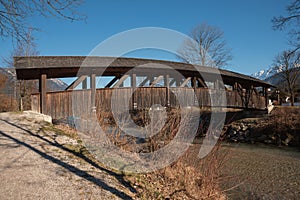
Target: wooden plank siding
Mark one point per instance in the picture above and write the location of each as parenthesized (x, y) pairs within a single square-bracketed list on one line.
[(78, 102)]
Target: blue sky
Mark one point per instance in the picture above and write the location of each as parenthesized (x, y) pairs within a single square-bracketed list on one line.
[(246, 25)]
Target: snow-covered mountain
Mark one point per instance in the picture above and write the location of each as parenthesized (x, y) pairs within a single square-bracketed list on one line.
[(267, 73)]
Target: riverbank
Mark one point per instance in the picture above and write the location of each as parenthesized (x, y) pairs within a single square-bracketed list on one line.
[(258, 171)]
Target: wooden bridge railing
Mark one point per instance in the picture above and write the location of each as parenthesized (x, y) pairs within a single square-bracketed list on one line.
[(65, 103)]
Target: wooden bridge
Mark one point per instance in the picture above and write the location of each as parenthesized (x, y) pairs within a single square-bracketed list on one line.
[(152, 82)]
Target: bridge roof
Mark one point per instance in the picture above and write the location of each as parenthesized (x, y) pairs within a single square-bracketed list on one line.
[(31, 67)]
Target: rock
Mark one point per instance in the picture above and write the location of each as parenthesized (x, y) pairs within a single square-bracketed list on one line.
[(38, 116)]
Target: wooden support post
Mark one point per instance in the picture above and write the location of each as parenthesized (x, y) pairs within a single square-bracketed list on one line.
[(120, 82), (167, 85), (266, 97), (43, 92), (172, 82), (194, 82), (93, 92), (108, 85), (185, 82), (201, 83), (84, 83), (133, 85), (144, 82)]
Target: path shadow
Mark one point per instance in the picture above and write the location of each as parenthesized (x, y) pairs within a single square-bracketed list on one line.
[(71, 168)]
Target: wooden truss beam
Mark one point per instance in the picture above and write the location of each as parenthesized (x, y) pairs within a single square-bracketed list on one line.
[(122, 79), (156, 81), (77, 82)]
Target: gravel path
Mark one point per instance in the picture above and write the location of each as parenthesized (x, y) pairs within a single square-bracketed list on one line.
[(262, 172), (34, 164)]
........
▶ [Instructions to follow]
Rewrite the lines above, changing every "Target" to "Object" and leaving everything else as it is. Omit the pictures from your version.

▶ [Response to the task]
Object: wooden plank siding
Mark one point per instance in the picture above and write the location of each as parenthesized (x, y) pairs within a single square-bracketed list on one line.
[(78, 102)]
Object: blue sky
Mark one point per instance in the picture above and write the location of each as parenthesized (x, y) pairs within a single square-bracketed list on one line.
[(246, 25)]
Object: snow-covered mountain
Mark one point per instance in the picture above and write the location of each as parenthesized (x, y) pairs within a single square-bracketed list on one line.
[(267, 73)]
Object: riverbank
Mark one point per instance in the picture above and write the location of each as parenthesized (x, y) pairs within a single square-bracketed list on one line.
[(258, 171)]
Object: wooden bridge railing
Mark one point per instance in the picture above and write the location of each as parenthesized (x, y) pairs within a single square-bracketed list on one line.
[(65, 103)]
Object: wooden bridge
Mark one point per instance in the picture above and write the location of each as parenthesized (x, y) pairs within a single square-bracketed list on one line.
[(152, 82)]
Object: bridge roof
Mark one point per instance in the picture above and write the location of each as parenthesized (x, y) pairs within a single square-bracketed list on one line.
[(31, 67)]
Object: rock
Mark one point per instance in the picture above and write the location of each as parenthesized (x, y) pairs within a single square-bracketed list on one line.
[(38, 116)]
Object: wooden support post
Mark one point per instance in the picture above and write the location of each as parenthesized (x, y) pairs within a single square-bracketed list on one line.
[(120, 82), (167, 85), (266, 97), (43, 92), (172, 82), (194, 82), (93, 92), (108, 85), (185, 82), (201, 83), (84, 83), (133, 85), (144, 82)]
Object: path shadow
Mark one point per instance in the picture above and write the location of each as parenthesized (x, y) pairs within a single square-bracketed list on one line.
[(71, 168)]
Object: wooden truss beam
Mark one point per instance in the picture above and write the location of each as parenthesized (x, y) pairs within a single square-bracketed list on one line.
[(122, 79), (156, 81), (77, 82)]
Object: gravel path
Mark one point per instance in the picture above and write the location of each as parenthesized (x, y) pairs within a single square-bracketed list on one line.
[(262, 172), (34, 164)]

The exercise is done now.